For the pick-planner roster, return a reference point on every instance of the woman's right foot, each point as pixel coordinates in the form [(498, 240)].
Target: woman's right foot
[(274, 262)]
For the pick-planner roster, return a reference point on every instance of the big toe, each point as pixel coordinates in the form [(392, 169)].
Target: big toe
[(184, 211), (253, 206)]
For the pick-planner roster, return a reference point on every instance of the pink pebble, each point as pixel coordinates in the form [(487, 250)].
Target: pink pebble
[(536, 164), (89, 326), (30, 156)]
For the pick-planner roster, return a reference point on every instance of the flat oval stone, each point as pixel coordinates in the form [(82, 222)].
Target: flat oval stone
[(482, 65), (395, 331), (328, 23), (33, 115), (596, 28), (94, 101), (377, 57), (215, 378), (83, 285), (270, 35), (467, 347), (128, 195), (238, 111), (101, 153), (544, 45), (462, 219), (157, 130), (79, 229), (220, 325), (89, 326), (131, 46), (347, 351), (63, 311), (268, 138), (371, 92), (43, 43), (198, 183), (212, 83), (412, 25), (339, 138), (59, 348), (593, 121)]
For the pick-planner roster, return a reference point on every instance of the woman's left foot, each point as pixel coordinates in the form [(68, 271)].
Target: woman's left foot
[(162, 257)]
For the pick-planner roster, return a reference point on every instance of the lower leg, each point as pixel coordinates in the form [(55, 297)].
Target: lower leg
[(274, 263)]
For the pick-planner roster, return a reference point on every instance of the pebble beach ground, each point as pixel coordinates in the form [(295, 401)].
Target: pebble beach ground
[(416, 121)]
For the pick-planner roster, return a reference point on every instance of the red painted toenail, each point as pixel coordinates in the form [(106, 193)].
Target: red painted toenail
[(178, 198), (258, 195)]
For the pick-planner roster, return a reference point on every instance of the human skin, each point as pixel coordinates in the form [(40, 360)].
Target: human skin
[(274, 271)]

- [Task brief]
Give again, unchanged, the lines of the listing from the line with "form [(392, 169)]." to the line with "[(536, 164), (89, 326), (30, 156)]", including both of those lines.

- [Answer to this problem]
For the pick-planner roster, return a reference point on every instance of the big toe, each point as pixel coordinates in the form [(392, 169)].
Target: big toe
[(184, 211), (253, 206)]
For the pick-planner roster, return a reference point on every instance of the pink pebble, each point as pixel coordinates in the form [(487, 250)].
Target: pink pebble
[(536, 164), (89, 326), (30, 156)]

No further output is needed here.